====== Data extract

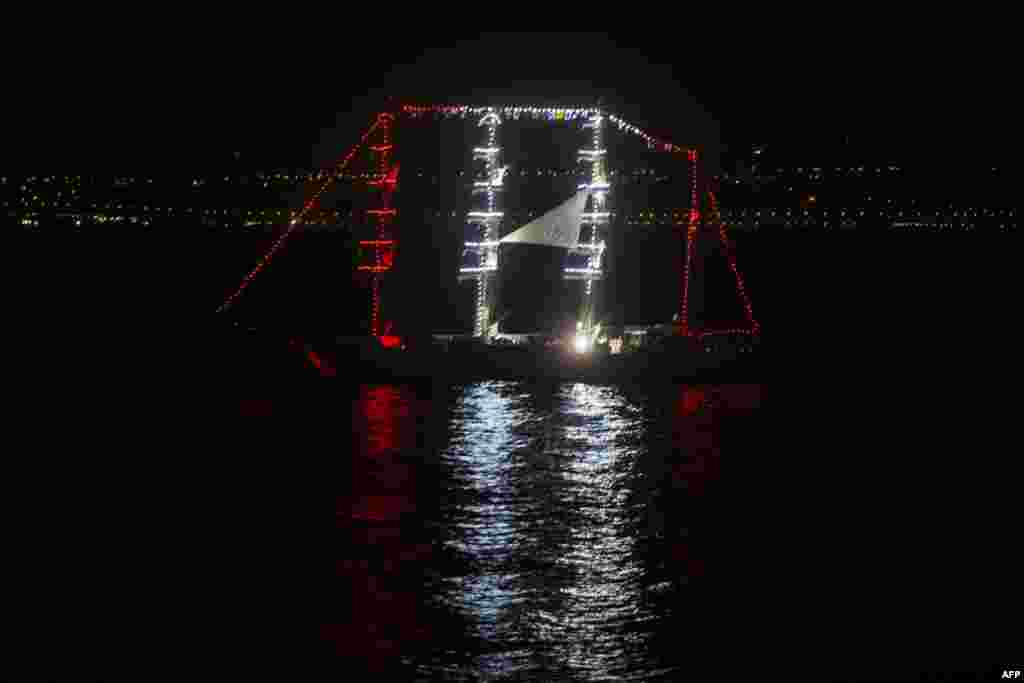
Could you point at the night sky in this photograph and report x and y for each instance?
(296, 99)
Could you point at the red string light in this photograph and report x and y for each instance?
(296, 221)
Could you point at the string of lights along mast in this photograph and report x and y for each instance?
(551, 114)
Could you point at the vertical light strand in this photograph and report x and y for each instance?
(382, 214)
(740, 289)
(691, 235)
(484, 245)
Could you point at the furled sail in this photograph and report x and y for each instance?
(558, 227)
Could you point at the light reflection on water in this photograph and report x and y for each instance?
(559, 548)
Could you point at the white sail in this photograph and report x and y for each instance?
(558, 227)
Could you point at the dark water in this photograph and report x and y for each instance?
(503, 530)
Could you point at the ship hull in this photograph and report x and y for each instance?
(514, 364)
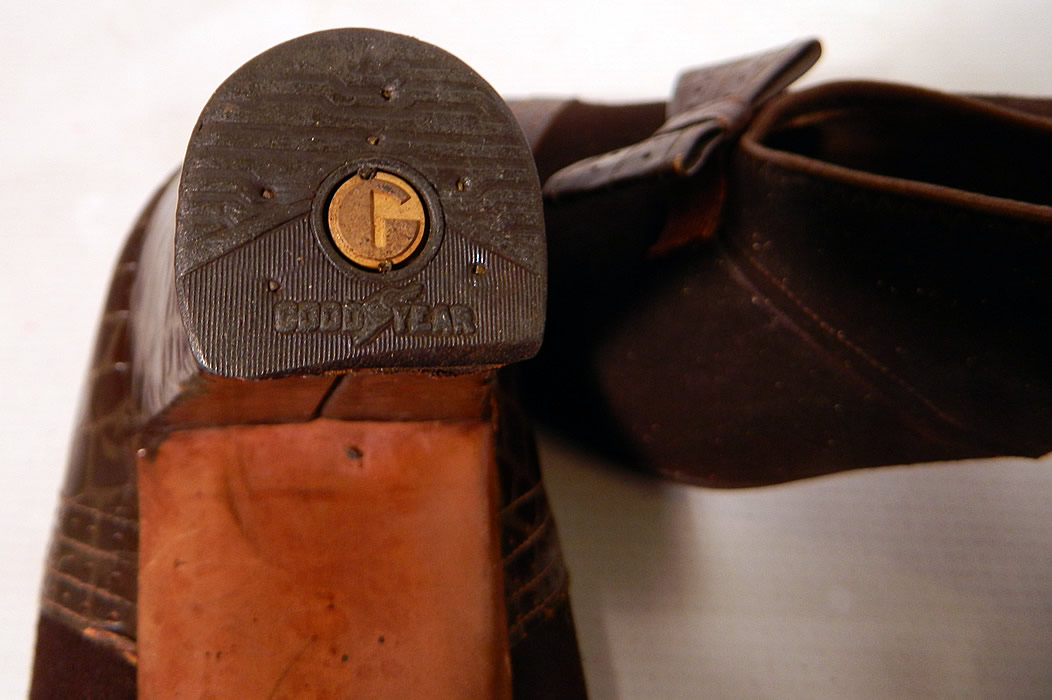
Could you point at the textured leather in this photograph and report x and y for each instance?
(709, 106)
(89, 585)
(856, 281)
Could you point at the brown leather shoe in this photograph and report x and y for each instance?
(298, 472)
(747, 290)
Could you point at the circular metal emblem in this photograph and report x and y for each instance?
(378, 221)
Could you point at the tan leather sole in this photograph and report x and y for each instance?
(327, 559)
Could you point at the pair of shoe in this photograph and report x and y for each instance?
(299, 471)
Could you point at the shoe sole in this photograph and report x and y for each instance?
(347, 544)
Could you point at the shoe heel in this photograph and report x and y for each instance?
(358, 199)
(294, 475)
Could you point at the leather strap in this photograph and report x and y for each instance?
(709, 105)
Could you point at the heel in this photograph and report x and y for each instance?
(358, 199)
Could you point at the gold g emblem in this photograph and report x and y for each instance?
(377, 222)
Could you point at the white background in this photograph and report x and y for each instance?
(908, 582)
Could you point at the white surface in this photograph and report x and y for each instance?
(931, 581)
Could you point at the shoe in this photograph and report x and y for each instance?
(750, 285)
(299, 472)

============

## Exercise task
Substitute "locate" for "point at" in the lines from the line with "Could you point at the white surface" through the last line, and return only those lines with everything else unchanged.

## Finished task
Could you locate the white surface in this photograph and report x and y for each instance?
(931, 581)
Could you locate the shoe in this photograph and report x and y for each instance?
(750, 285)
(299, 472)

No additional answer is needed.